Directions:
**1.** Transcribe the stretch of the gene-replacement text from "Carroll’s method involves" through "gene, Carroll says.".
**2.** Using the gene-replacement text, answer yes or no to each statement and back each answer with the deciding words, quoted exactly. (a) The zinc finger nucleases were developed by Srinivasan Chandrasegaran at Johns Hopkins University. (b) The zinc fingers are the part of the enzyme that cuts the target gene. (c) Carroll was the first to show that a broken gene sets off a natural repair process.

Exercise passage:
Carroll’s method involves cutting the target gene so it is more likely to be replaced by the donor gene. Other researchers showed previously that when a gene is broken by radiation, chemicals or enzymes, a natural recombination process is activated to repair the damage.
Carroll and colleagues exploited that repair process using enzymes called zinc finger nucleases, which were developed by Srinivasan Chandrasegaran at Johns Hopkins University. The enzymes are pieces of protein that include “zinc fingers” – finger-shaped molecules that contain zinc and are designed to attach to a target gene – and a “DNA cleavage domain” – basically a pair of molecular “scissors.” The enzyme “scissors” find and cut the target gene.
“The cell sees that as damage, and initiates a process to repair that damage,” prompting the donor gene to replace the targeted gene, Carroll says.

Supplied records:

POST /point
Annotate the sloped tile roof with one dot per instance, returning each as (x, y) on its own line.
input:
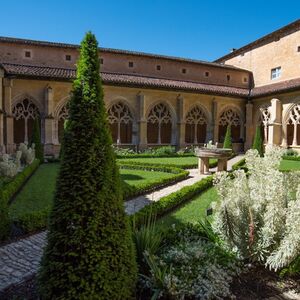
(124, 80)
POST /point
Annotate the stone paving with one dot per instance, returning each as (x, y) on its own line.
(19, 260)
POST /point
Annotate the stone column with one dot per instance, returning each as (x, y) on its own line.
(49, 123)
(249, 126)
(8, 84)
(181, 122)
(2, 148)
(142, 122)
(275, 123)
(215, 124)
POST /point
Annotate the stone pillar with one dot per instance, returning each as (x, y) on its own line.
(8, 84)
(275, 123)
(249, 126)
(142, 122)
(181, 122)
(2, 148)
(215, 124)
(49, 122)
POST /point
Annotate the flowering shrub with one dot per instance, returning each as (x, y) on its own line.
(259, 215)
(191, 268)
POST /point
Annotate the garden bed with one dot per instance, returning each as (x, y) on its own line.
(30, 209)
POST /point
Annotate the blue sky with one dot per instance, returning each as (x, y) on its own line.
(195, 29)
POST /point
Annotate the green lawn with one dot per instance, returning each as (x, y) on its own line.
(193, 211)
(290, 165)
(38, 192)
(180, 162)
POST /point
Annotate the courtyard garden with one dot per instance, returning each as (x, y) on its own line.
(210, 239)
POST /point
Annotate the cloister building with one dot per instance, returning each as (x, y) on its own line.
(158, 100)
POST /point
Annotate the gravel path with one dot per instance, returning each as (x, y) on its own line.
(20, 259)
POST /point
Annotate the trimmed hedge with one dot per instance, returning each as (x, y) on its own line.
(149, 155)
(37, 220)
(8, 191)
(172, 201)
(133, 191)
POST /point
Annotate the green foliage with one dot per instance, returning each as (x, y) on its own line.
(89, 253)
(258, 141)
(7, 191)
(133, 190)
(36, 140)
(147, 239)
(190, 266)
(172, 201)
(228, 140)
(191, 212)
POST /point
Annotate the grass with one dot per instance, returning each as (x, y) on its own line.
(38, 193)
(184, 162)
(192, 212)
(290, 165)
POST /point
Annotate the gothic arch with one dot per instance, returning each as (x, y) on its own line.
(24, 112)
(231, 115)
(161, 121)
(122, 121)
(20, 97)
(196, 122)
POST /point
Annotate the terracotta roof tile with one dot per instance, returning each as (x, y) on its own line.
(124, 80)
(283, 86)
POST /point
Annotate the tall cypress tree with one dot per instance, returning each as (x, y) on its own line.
(228, 140)
(89, 254)
(258, 142)
(36, 140)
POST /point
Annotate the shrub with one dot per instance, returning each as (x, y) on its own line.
(191, 268)
(89, 252)
(36, 140)
(259, 215)
(170, 202)
(291, 153)
(228, 140)
(130, 191)
(258, 141)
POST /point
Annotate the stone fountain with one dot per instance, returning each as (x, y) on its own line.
(212, 151)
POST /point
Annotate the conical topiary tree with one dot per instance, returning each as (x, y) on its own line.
(36, 140)
(258, 141)
(89, 252)
(228, 140)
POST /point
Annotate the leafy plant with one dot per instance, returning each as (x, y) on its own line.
(147, 239)
(259, 215)
(89, 252)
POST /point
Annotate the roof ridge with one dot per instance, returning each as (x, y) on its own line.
(129, 52)
(259, 40)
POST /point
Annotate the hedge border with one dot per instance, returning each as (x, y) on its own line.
(9, 191)
(295, 158)
(134, 191)
(31, 222)
(172, 201)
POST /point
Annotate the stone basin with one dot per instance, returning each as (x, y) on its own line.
(213, 153)
(204, 154)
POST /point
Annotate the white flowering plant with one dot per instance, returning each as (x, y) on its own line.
(190, 266)
(259, 212)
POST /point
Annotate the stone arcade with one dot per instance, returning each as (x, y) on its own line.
(158, 100)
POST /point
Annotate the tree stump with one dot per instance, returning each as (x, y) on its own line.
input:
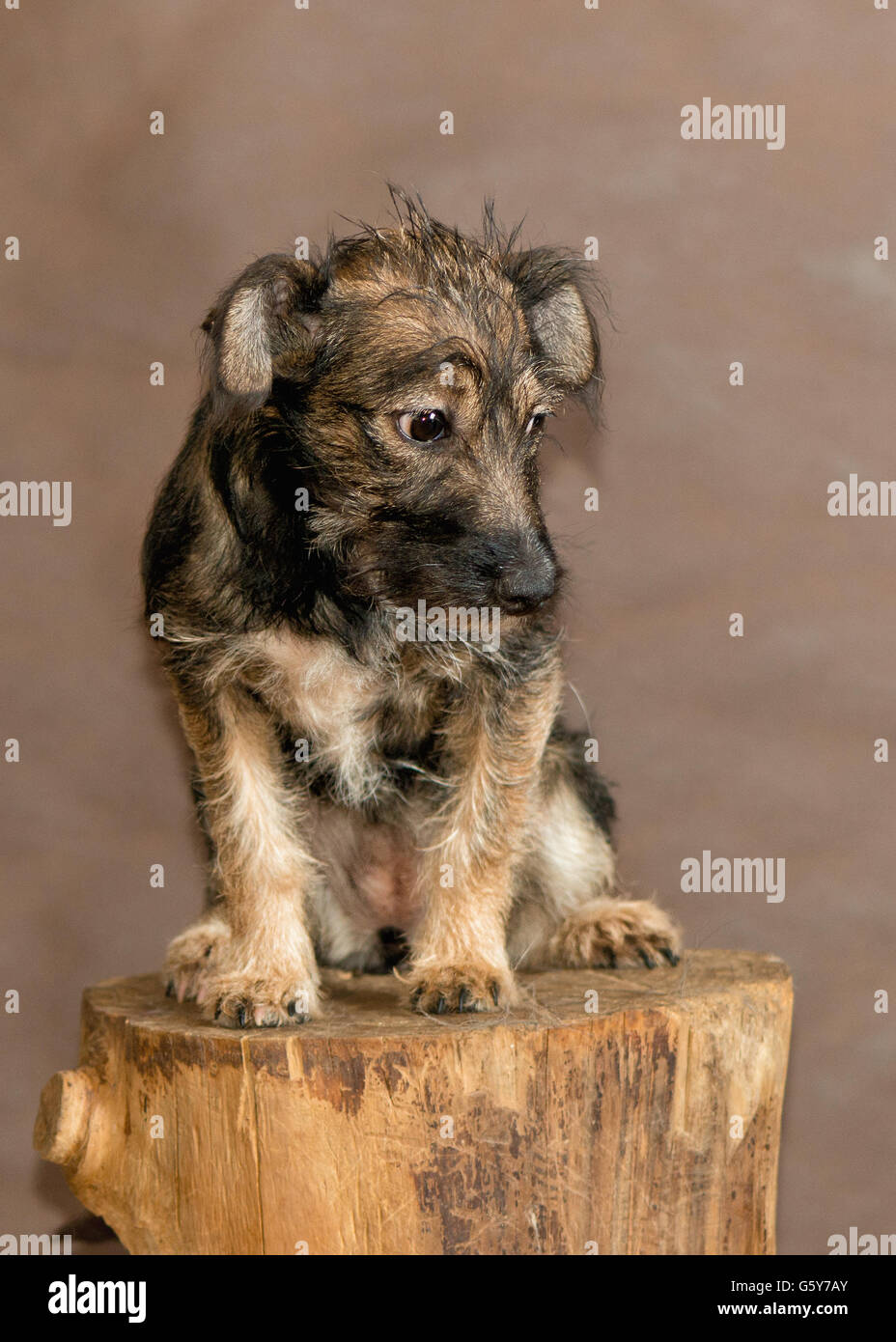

Solutions for each task:
**1.**
Carroll’s method involves cutting the target gene so it is more likely to be replaced by the donor gene. Other researchers showed previously that when a gene is broken by radiation, chemicals or enzymes, a natural recombination process is activated to repair the damage.
Carroll and colleagues exploited that repair process using enzymes called zinc finger nucleases, which were developed by Srinivasan Chandrasegaran at Johns Hopkins University. The enzymes are pieces of protein that include “zinc fingers” – finger-shaped molecules that contain zinc and are designed to attach to a target gene – and a “DNA cleavage domain” – basically a pair of molecular “scissors.” The enzyme “scissors” find and cut the target gene.
“The cell sees that as damage, and initiates a process to repair that damage,” prompting the donor gene to replace the targeted gene, Carroll says.

**2.**
(a) Yes: "which were developed by Srinivasan Chandrasegaran at Johns Hopkins University"
(b) No: "“zinc fingers” – finger-shaped molecules that contain zinc and are designed to attach to a target gene"
(c) No: "Other researchers showed previously that when a gene is broken by radiation, chemicals or enzymes, a natural recombination process is activated to repair the damage."